What the task asks
Repeat all of the data below word for word, with no changes.

--- start Task input ---

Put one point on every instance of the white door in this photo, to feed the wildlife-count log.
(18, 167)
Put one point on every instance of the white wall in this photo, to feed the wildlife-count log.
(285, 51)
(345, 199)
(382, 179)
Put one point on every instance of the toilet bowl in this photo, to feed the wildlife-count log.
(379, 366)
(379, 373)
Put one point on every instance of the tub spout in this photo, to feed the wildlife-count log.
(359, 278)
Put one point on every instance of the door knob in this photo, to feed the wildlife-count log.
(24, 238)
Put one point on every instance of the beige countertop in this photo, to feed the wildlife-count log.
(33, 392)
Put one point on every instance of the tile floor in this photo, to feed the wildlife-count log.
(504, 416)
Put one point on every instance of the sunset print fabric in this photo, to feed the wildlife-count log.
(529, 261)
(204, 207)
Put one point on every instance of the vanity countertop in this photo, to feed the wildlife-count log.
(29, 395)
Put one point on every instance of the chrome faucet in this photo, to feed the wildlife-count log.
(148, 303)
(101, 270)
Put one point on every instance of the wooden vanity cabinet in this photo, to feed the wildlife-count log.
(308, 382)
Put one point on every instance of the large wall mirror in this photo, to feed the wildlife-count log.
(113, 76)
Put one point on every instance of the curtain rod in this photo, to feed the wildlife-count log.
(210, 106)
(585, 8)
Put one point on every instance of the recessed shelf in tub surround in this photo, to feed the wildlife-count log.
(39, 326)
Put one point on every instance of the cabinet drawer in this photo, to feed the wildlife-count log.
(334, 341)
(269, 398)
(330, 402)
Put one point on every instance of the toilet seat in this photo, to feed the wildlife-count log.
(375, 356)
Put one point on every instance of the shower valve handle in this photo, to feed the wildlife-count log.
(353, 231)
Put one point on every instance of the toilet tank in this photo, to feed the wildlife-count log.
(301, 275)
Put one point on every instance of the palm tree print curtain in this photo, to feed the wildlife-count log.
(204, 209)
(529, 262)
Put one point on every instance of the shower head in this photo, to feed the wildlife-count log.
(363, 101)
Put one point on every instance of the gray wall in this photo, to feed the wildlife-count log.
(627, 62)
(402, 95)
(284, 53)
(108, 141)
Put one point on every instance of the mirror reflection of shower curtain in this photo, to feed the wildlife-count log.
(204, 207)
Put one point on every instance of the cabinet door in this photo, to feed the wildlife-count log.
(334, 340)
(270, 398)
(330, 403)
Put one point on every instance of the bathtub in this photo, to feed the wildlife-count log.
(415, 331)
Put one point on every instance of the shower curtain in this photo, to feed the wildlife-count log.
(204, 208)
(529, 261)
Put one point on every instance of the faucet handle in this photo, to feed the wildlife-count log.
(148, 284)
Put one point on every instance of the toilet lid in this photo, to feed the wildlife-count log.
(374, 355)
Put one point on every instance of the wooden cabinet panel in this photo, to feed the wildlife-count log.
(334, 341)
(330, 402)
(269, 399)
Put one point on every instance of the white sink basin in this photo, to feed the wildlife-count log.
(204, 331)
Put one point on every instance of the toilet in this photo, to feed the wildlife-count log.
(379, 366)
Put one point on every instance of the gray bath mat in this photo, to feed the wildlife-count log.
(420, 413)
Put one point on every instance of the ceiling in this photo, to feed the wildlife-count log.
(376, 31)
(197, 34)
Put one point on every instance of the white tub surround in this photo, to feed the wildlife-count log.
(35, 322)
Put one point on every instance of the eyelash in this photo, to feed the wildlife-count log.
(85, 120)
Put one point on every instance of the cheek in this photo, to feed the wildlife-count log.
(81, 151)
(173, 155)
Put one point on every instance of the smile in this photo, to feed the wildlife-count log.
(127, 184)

--- end Task input ---

Written answer
Put one point on every instance of the white door in this photo, to feed the wildlife-count log.
(18, 167)
Put one point on every instance of the white wall in this photo, to feed the wildlife-count log.
(285, 51)
(345, 199)
(382, 179)
Put one point on every instance of the toilet bowl in this photo, to feed the wildlife-count log.
(379, 366)
(379, 373)
Put one point on every instance of the tub spout in this photo, to feed the wildlife-count log.
(359, 278)
Put one point on every instance of the door knob in this photo, to feed the wildlife-count log.
(24, 238)
Put one point on every instance of the beige countertop in this photo, to feed the wildlife-count log.
(33, 392)
Put one point on every instance of the tile floor in this photo, to feed the wildlife-count log.
(504, 416)
Put one point on every instance of the sunset print fabric in this photo, to feed the wildlife-count log.
(529, 261)
(204, 207)
Put one point on every instance of the vanity countertop in this photo, to feed the wildlife-count log.
(29, 395)
Put one point on every instance of the chrome faucet in this photo, to feed the wildlife-count log.
(148, 303)
(101, 270)
Put one point on every instance of the wooden vanity cabinet in this photo, to feed the wildlife-count log.
(308, 382)
Put one point on every instance of the large wall mirror in this photo, to feed the wildlife-count log.
(113, 76)
Put one point on every instance of the curtain rod in this photo, to feed the wildlife-count log.
(210, 106)
(585, 8)
Put one point on every instance of the recessed shelf in tub surround in this photo, to feed the wildlife-count log.
(39, 326)
Put one point on every instance of the cabinet drawer in this photo, to feed the wildlife-count log.
(334, 341)
(269, 398)
(330, 402)
Put one point on every instance of the toilet seat in this photo, to feed the wildlife-count log.
(375, 356)
Put one point on every instance of the shower valve handle in this photo, to feed the wildlife-count log.
(353, 231)
Put one point on every instance of the toilet tank in this photo, to feed the wildlife-count log.
(301, 275)
Put one point on every instance of the palm tree print curtain in this photo, to feed the wildlife-count log.
(204, 209)
(529, 262)
Put one point on every instance of the shower head in this photo, to feed the wildlife-count log.
(363, 101)
Put one point on every instance of the gray wall in this photo, to feed the wildlife-count log.
(627, 62)
(402, 95)
(284, 53)
(108, 141)
Put one point on every instance of the mirror reflection of shower curtain in this photo, to feed the wildlife-count log.
(204, 207)
Put one point on every instance of the cabinet door in this photo, to feed the wildlife-count log.
(334, 340)
(270, 398)
(330, 403)
Put one point on every instance of the bathtub in this photo, to feed the wildlife-count log.
(415, 331)
Put one point on every instance of the shower curtain in this photo, to feed the wildlife-count log.
(204, 208)
(529, 261)
Put one point on every instance of the faucet handle in this photo, to feed the wildlife-count log.
(148, 284)
Put one point on every instance of the toilet lid in this photo, to feed the wildlife-count log.
(374, 355)
Put one point on every instance of the wooden cabinet panel in this photo, to feed the wildlife-count log.
(334, 341)
(330, 402)
(269, 399)
Put one point on every instance of the white sink basin in this photo, to feed the wildlife-count log.
(204, 331)
Put one point on every instance of the toilet in this photo, to feed the wildlife-count log.
(379, 366)
Put one point on every instance of the gray bath mat in this photo, to feed the wildlife-count log.
(420, 413)
Put one point on every instance of the ceiling in this photo, to feed the wildlife-count log.
(376, 31)
(197, 34)
Put one point on every instance of the white tub surround in this photo, to feed the wildlife-count log.
(35, 322)
Put one point on every instance of the eyelash in this photo, to feed the wildlife-count log.
(85, 120)
Put one point on every instance of the cheek in this photo, to feed the wildlife-count log.
(81, 151)
(173, 155)
Put one point on every instance of the smile in this photo, to feed the wildlife-count log.
(127, 184)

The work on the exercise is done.